▶ **原文节选**:

星纵网关和节点连接LinkWAN
目录
概述
本文主要介绍如何将星纵物联LoRaWAN®网关和终端节点连接到LinkWAN平台。目前平台只支持CN470频段,如下以星纵物联UG65网关和EM300传感器(LinkWAN版本)为例。
准备
- 星纵物联LoRaWAN®网关
- LoRaWAN®终端节点(LinkWAN版)
步骤
1. 网关配置
1.1 获取密钥文件
- 用户提供网关序列号给设备厂商,厂商使用网关密钥管理工具生成配置文件;
- 用户获取配置压缩文件:(该文件包含了GwEUI和PIN Code两个参数,该参数在平台添加网关时需要使用)。
1.2 网关启用LinkWAN
进入网关配置页面“Packet Forwarder>常规”,根据下图,配置LinkWAN连接,需要在“导入配置文件”位置导入上一步生成的配置文件。
2. LinkWAN平台配置
登录LinkWAN物联网络管理平台:https://signin.aliyun.com。(可自助申请登录账号)
- 登录控制台,选择“物联网络管理平台>网络管理>网关管理>添加网关”。
- 输入配置文件中的GwEUI和PIN Code参数及对应信息,如下图所示。
- “物联网络管理平台>网络管理>网关管理”,查看网关状态为在线。
- 点击查看,可以看到该网关的上下行数据,以及无效数据。(当无法收到节点数据时,可以查看无效数据。一般节点的JoinEUI或者DevEUI不合法等错误会打印在无效数据中。)
LinkWAN相关程序说明如下:
3. 传感器连接LinkWAN
3.1 创建凭证和密钥
登录物联网络管理平台,先创建凭证和申请密钥。凭证用于后续创建产品使用,密钥用于设备烧录和添加设备时使用。
- 进入“网络管理>入网开通>添加专用凭证”授权给自己。
- 进入“密钥管理>申请密钥>申请购买密钥”。注意:一个密钥配置文件1元。
3.2 新建产品
切换到物联网平台,先创建一个产品,如果没有凭证需要先创建凭证,并授权(选择授权给自己)。
3.3 添加设备
- 进入“设备管理>设备>添加设备”,输入节点的DevEUI和PIN Code,这两个参数在平台成功购买密钥后,可以从下载的密钥文件EXCEL表格中获取。
- 查看设备启用状态,刚添加完设备为未激活状态,设备成功上线后变为在线。
3.4 创建模型
- 进入物联网平台“设备管理>产品>产品详情”,选择对应产品,为设备创建物理模型。
- 添加自定义功能。
注意:标识符和数据类型应该遵循Decoder内的定义进行填写,否则会解析不成功。

▶ **位置标注记录**:
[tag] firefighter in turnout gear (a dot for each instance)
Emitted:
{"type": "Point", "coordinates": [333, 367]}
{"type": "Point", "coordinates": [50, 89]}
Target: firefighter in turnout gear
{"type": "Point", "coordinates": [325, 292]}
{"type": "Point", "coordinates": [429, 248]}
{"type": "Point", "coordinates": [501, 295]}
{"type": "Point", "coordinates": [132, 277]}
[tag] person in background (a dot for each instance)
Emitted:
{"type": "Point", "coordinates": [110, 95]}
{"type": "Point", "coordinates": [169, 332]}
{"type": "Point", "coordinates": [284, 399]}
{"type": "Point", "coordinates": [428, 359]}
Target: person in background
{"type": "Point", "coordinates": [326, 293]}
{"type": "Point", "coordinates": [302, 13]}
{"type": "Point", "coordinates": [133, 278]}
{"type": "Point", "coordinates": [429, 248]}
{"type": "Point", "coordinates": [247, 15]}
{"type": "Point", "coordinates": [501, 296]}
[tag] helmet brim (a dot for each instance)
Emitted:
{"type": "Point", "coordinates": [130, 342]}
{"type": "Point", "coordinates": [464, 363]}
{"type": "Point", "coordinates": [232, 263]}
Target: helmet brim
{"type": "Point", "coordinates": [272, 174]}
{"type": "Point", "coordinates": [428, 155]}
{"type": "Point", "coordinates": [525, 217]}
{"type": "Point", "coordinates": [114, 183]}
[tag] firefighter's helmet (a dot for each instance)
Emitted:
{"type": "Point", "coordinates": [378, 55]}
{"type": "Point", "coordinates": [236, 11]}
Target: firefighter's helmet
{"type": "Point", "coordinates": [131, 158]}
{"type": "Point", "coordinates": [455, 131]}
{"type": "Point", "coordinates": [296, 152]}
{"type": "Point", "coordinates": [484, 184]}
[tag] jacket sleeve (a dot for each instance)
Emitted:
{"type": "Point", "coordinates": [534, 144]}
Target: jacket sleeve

▶ **任务说明**:
将接入说明中从“- 点击查看,可以看到该网关”到“- 查看设备启用状态,刚添加完设备为未激活状态,设备成功上线后变为在线。”这一段重写一遍,并把其中的“凭证”一律改称“证书”。

▶ **参考答案**:
- 点击查看,可以看到该网关的上下行数据,以及无效数据。(当无法收到节点数据时,可以查看无效数据。一般节点的JoinEUI或者DevEUI不合法等错误会打印在无效数据中。)
LinkWAN相关程序说明如下:
3. 传感器连接LinkWAN
3.1 创建证书和密钥
登录物联网络管理平台,先创建证书和申请密钥。证书用于后续创建产品使用,密钥用于设备烧录和添加设备时使用。
- 进入“网络管理>入网开通>添加专用证书”授权给自己。
- 进入“密钥管理>申请密钥>申请购买密钥”。注意:一个密钥配置文件1元。
3.2 新建产品
切换到物联网平台,先创建一个产品,如果没有证书需要先创建证书,并授权(选择授权给自己)。
3.3 添加设备
- 进入“设备管理>设备>添加设备”,输入节点的DevEUI和PIN Code,这两个参数在平台成功购买密钥后,可以从下载的密钥文件EXCEL表格中获取。
- 查看设备启用状态,刚添加完设备为未激活状态,设备成功上线后变为在线。